Quoted text —
┄┄┄┄┄┄┄┄┄┄
Jesus christ I hate Jeff Kiesel.
The dude recently just added a Fender Strat rip off to his lineup, but the second someone else releases a guitar that resembles something of his, then its a different story and there he is like a bad smell?

All this legal dick measuring shit that goes on has really held the guitar industry back imo

lets hope it turns out to be fake news, but nothing surprises me anymore.


----------



## diagrammatiks (May 24, 2020)

well. I mean. they could have like done a different shape.

but maybe don't read too much into it? hb has bene putting out tons of prototypes that just disappear after one or zero runs.

this filter only shoes nine guitars

https://m.thomannmusic.com/search.h...R&manufacturers=Harley+Benton&q=harley+benton

remember that lp multiscale. gone.
that tele multiscale? also gone.


----------



## I play music (May 25, 2020)

lewis said:


> some talk going around


where?


----------



## lewis (May 25, 2020)

I play music said:


> where?


Some people in the Harley Benton FB group were talking about it. Think someone in there has first hand info on it


----------



## hamster (May 25, 2020)

lewis said:


> Some people in the Harley Benton FB group were talking about it. Think someone in there has first hand info on it



Jeff Kiesel made a public statement earlier this year explaining the situation, if my memory is good he had his lawyers send a Cease & Desist letter to Thomann concerning the Dullahan series around February on the basis that they are allegedly knockoffs of his copyrighted Osiris design.

However, the Dullahan will probably come back later this year with a slightly modified design...


----------



## I play music (May 25, 2020)

lewis said:


> Some people in the Harley Benton FB group were talking about it. Think someone in there has first hand info on it


Maybe they pulled it from the website till they confirm with their lawyer if the claim is (in)valid, just to go safe.


----------



## lewis (May 25, 2020)

hamster said:


> Jeff Kiesel made a public statement earlier this year explaining the situation, if my memory is good he had his lawyers send a Cease & Desist letter to Thomann concerning the Dullahan series around February on the basis that they are allegedly knockoffs of his copyrighted Osiris design.
> 
> However, the Dullahan will probably come back later this year with a slightly modified design...
┄┄┄┄┄┄┄┄┄┄
Short problem —
Can you return the forum thread word for word, from "well. I mean." up to and including "lp multiscale. gone."?

Material —
┄┄┄┄┄┄┄┄┄┄
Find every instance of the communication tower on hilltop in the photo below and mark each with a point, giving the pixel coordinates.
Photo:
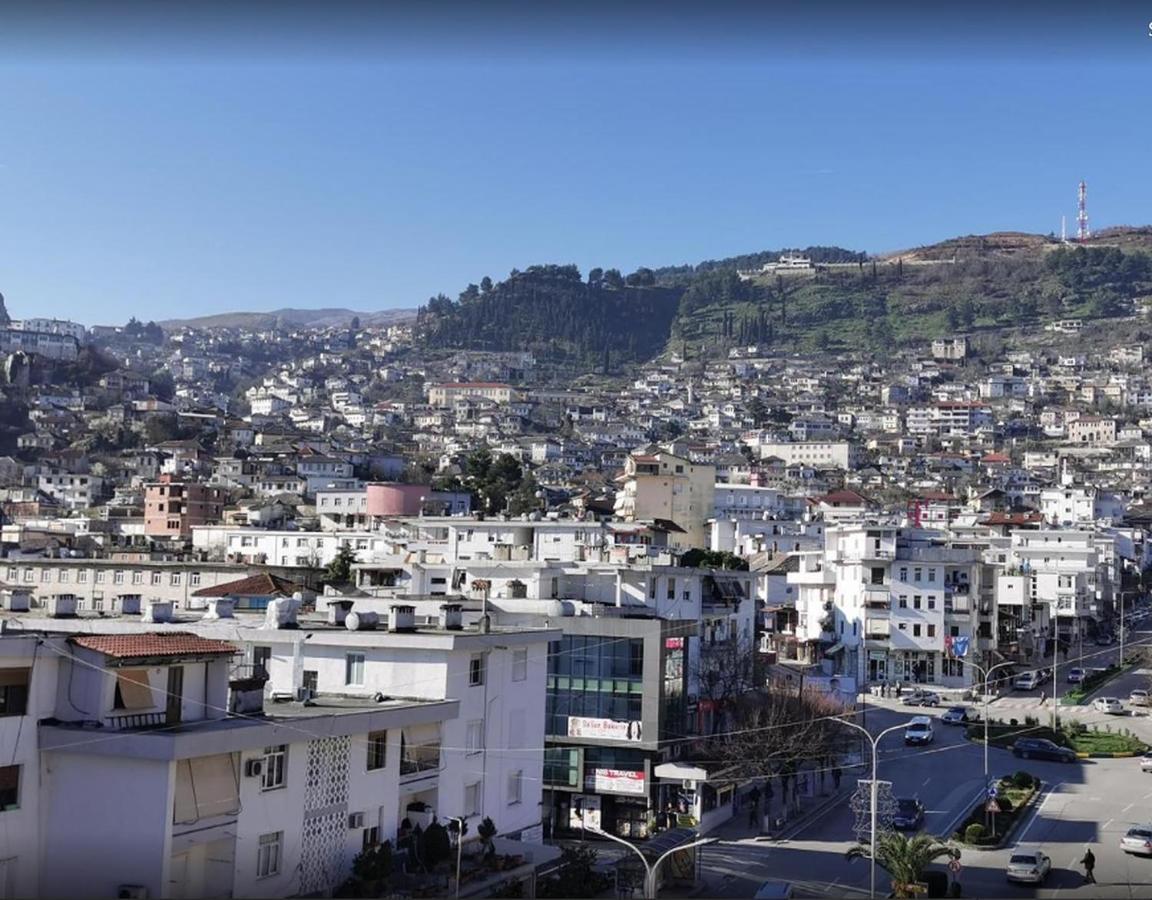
(1082, 232)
┄┄┄┄┄┄┄┄┄┄
Output —
well. I mean. they could have like done a different shape.

but maybe don't read too much into it? hb has bene putting out tons of prototypes that just disappear after one or zero runs.

this filter only shoes nine guitars

https://m.thomannmusic.com/search.h...R&manufacturers=Harley+Benton&q=harley+benton

remember that lp multiscale. gone.